Goal: Starting at the line that contains "Can you find the plaid shirt?" and stopping after the last line of the material, write out every line again, requests included. In the answers, multiply each x and y coordinate by 1.55 and round to whole numbers, with halves going up.

Input:

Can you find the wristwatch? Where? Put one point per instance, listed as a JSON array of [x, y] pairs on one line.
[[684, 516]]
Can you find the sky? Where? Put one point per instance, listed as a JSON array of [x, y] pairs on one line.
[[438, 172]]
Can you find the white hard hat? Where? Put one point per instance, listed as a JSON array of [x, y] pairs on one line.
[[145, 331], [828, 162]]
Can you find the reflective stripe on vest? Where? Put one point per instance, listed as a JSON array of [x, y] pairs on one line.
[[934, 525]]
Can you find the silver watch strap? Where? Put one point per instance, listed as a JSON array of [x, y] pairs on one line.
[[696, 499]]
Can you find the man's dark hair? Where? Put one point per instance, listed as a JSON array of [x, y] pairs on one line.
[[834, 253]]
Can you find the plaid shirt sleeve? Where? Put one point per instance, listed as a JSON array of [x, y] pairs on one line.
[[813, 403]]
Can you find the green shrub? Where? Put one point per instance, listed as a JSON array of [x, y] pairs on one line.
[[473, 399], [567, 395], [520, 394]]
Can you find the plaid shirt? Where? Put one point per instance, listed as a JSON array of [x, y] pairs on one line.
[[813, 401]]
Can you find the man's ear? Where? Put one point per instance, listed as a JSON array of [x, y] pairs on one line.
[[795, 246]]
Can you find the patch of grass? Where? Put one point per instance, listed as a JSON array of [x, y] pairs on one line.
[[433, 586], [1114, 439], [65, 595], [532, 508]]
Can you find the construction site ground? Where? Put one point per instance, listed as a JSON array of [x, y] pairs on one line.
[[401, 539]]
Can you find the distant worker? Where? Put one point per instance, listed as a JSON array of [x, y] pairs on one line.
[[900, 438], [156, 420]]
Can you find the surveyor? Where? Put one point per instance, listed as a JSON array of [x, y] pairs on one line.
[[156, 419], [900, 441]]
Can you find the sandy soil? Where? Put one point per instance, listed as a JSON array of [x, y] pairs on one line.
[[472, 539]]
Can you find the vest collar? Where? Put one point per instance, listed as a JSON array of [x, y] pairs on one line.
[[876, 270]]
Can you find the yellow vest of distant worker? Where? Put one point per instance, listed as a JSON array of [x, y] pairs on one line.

Answer for this exercise:
Can you find the plaid shirt? Where? Put one point per instance, listed as a JSON array of [x, y] pairs on one line.
[[1260, 622]]
Can you find the man's ear? Where? Put one point per instance, listed as a JSON array of [x, y] pairs on one line.
[[1232, 381]]
Can you find the patch of grass? Where? Put one point per instance, listed as a JSON array of [x, y] pairs on one line.
[[671, 908], [1727, 680], [101, 922], [825, 787]]
Can you find the construction site ground? Where? Put one point per instance, listed as a JSON array of [x, y] pairs on one line.
[[622, 835]]
Can you find the distant worker? Where? Put one point per instance, listed as a JSON array of [x, y] pairs on one line.
[[1395, 679], [242, 651]]
Can you find the surveyor? Where? Put one point per instance, listed as a JSON array of [x, y] pairs on one line.
[[242, 649], [1395, 684]]
Can you find the sandy soil? Where? Put one point per instance, listed as a JSON array of [x, y] pairs on one line.
[[732, 835]]
Can you find the vest collar? Where? Put one point per instance, listed as a JSON array of [x, y] pairs on one line.
[[1358, 419]]
Can you find the yellow vest of distant worker? Where? Put one point per instance, listed as a JSON array of [x, y] pairs on one line.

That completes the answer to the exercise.